Finally, at the top, there are many lightweight front-end, user-facing applications. Due to the nature of the performed tasks, these are the new breed of assisted decision-making products. They generally provide some kind of data curation/matching, a directory/index of participating users and a user interface for humans and/or other machines (APIs).

These applications can resemble today’s platform in terms of user experience for low value and/or complexity products and situations (say matching customers with local restaurants), but they will be built using the open architecture so that users can opt-out of using selected services in a platform bundle and decide to build their own client apps instead (say someone with very specific dietary requirements and schedule can design an app that picks the best restaurant offers just for them).

On the enterprise end of the spectrum, most of the activities happen in-house, but enterprises have a secure, trusted and, at the same time, open environment to efficiently interact with each other and a large volume of smaller businesses.

Unbundled value stack and adoption

 

The business playbook is also transformed. Rather than a monopolistic operator offering a one size fits all bundle, the new ecosystem has many specialized players that can co-exist offering different parts of the value stack.

On the top of the stack, the front-end, end user-focused assisted decision-making applications will be offered as SaaS or developed (partially) in-house. There is also a new category of services that charge some sort of success fees/commissions. This is possible thanks to the data consensus established in the ecosystem, so there is verified billing data available. In the middle layer, we can find B2B, back-end products used by the front-end solutions in the top layer. These are monetized through both subscription and transaction fees. Finally, at the bottom layer, there are network fees collected by the blockchain networks. In order to facilitate adaptations these fees are collected in both national, fiat currencies ($, €, £, …) and native tokens of the networks (similar to gas fees on the Ethereum blockchain, for example).

Users have always been and will be attracted by the value prop of the product they are using, not the technology or features. Therefore, bootstrapping these ecosystems should happen from the top of the value stack in order to be most successful. Companies can offer B2B marketplaces with the added benefits of the unbundled stack to end users and then can offer middle and bottom layer solutions to other ecosystem participants — followers building their own assisted decision-making products.

Implications

The future of platforms

 

From the technology perspective, unbundled platforms with robust data sharing and management solutions will greatly accelerate the adoption and deployment of AI/ML, which then can be present everywhere. It will be a fundamental architecture premise, not a feature. Just like the Internet. There will be no “AI” button in a product — the entire product will be designed with AI architecture in mind. Consequently, every company will be an “AI company”, just like every company is an “Internet company”. Therefore, companies will need development platforms, environments, toolkits, SDKs and widgets to develop their own AI solutions.

+===+

■ To do ■
**1)** Answer these questions using the passage on unbundled platforms:
(a) How are the B2B, back-end products in the middle layer monetized?
(b) In which two forms are the network fees at the bottom layer collected?
(c) From which part of the value stack should bootstrapping these ecosystems happen?
**2)** Copy the passage on unbundled platforms word for word from "Finally, at the top, there" to "other machines (APIs).".

+===+

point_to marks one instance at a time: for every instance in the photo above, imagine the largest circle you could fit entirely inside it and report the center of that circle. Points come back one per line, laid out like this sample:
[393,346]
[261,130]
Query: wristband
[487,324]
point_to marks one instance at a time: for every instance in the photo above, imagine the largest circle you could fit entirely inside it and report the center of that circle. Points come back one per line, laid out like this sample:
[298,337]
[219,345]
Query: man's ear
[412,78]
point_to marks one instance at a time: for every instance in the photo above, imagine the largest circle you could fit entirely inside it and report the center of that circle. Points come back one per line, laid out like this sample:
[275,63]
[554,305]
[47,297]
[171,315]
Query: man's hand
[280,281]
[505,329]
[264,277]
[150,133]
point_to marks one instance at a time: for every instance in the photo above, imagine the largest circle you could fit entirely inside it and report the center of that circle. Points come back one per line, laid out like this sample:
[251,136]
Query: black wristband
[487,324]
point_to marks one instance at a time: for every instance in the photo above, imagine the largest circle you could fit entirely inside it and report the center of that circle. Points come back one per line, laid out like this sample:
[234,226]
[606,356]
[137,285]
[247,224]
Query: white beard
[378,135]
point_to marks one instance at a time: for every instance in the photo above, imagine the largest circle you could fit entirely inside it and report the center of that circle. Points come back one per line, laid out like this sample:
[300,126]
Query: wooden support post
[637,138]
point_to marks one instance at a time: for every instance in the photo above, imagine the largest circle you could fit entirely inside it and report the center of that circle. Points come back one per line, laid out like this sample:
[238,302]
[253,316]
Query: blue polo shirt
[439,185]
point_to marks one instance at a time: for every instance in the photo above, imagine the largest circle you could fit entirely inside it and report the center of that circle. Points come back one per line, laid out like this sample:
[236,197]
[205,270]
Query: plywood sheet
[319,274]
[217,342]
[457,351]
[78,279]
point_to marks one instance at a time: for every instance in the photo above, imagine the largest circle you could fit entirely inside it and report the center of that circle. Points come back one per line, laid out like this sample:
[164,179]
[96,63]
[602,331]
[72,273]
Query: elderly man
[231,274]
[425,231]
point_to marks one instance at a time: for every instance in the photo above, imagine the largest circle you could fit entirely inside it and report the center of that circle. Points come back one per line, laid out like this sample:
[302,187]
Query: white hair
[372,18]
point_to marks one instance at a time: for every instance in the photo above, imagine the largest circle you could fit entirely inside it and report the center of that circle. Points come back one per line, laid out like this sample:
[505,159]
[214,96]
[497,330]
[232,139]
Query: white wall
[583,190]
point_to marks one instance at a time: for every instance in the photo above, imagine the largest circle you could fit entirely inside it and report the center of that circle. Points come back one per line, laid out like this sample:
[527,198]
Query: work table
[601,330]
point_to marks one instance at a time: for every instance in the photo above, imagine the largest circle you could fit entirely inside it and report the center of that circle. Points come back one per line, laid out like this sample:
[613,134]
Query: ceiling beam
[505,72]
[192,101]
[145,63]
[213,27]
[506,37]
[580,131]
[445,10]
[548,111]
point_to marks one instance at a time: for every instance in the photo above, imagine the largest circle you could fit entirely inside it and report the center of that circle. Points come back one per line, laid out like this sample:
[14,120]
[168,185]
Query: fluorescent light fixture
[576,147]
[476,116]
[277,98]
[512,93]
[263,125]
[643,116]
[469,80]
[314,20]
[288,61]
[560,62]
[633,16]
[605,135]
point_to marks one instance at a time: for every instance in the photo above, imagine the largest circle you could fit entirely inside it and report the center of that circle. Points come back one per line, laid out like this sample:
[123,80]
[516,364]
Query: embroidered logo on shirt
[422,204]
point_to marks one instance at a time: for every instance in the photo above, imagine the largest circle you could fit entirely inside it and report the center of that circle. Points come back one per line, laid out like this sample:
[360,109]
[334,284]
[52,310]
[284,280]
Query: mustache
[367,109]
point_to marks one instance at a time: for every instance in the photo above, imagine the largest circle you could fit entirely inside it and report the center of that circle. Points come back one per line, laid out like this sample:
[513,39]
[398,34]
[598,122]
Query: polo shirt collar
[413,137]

+===+

■ Solutions by task ■
**1)**
(a) Through both subscription and transaction fees.
(b) In national, fiat currencies and in native tokens of the networks.
(c) From the top of the value stack.

**2)**
Finally, at the top, there are many lightweight front-end, user-facing applications. Due to the nature of the performed tasks, these are the new breed of assisted decision-making products. They generally provide some kind of data curation/matching, a directory/index of participating users and a user interface for humans and/or other machines (APIs).